Activity: In the records below, begin at the line containing "of the sky." and end at the line containing "of the snow-laden"; quote every line in that span exactly, including both boundary lines, and no others.

--- Excerpted records ---

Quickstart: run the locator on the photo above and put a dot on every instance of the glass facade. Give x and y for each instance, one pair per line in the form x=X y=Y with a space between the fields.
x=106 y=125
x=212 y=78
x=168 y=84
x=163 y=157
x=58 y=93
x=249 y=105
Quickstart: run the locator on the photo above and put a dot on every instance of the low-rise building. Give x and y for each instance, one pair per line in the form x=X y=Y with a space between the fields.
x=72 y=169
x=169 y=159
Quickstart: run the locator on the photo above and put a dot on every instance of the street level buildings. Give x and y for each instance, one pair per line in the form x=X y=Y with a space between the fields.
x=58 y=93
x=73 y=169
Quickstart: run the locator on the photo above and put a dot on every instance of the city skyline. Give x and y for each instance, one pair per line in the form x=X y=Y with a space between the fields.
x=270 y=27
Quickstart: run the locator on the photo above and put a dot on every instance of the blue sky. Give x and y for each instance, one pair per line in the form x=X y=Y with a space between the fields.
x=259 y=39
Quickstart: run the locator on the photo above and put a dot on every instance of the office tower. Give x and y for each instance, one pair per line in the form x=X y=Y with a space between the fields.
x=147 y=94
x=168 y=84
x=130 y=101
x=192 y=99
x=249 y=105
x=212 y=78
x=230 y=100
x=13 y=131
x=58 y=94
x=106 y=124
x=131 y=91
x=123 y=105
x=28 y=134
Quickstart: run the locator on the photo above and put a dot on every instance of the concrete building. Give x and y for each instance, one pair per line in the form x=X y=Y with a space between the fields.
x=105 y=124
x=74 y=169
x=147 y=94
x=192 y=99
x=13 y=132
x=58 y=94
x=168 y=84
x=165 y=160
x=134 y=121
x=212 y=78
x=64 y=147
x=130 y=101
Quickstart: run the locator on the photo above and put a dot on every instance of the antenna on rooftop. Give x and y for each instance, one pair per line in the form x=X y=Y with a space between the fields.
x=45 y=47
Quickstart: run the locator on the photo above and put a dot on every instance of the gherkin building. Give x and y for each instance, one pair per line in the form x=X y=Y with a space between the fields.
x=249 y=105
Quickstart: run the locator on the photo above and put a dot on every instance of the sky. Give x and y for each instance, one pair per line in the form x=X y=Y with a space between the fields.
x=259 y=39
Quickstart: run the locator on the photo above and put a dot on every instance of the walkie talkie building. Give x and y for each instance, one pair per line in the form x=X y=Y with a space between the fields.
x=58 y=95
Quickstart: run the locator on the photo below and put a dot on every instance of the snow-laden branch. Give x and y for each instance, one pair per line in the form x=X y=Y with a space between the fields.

---
--- Excerpted records ---

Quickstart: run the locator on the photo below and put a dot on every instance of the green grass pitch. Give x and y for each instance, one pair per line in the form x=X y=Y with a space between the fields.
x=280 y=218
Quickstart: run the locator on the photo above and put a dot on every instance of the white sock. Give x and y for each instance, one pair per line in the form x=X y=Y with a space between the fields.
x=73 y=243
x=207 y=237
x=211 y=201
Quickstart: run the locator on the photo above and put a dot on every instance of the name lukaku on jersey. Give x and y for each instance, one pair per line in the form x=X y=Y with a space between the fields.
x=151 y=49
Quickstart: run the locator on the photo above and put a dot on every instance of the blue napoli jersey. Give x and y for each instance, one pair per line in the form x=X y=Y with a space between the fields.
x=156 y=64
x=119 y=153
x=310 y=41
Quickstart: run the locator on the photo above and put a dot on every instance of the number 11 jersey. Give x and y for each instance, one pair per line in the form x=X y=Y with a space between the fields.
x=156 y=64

---
--- Excerpted records ---

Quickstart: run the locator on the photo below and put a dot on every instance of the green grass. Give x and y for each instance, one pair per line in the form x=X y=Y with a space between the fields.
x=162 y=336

---

Solution:
Quickstart: run the locator on the photo above and put a dot on every instance of the sky. Give x and y for each instance, one pair per line in the form x=X y=Y with a space between the fields.
x=259 y=39
Quickstart: run the locator on the photo above and put a dot on every instance of the walkie talkie building. Give x and y for each instance, one pair per line in the form x=X y=Y with a space between the fields.
x=58 y=95
Quickstart: run the locator on the photo below and put a dot on every instance of the snow-laden branch. Give x and y for each instance, one pair per line in the form x=X y=Y with a space between the fields.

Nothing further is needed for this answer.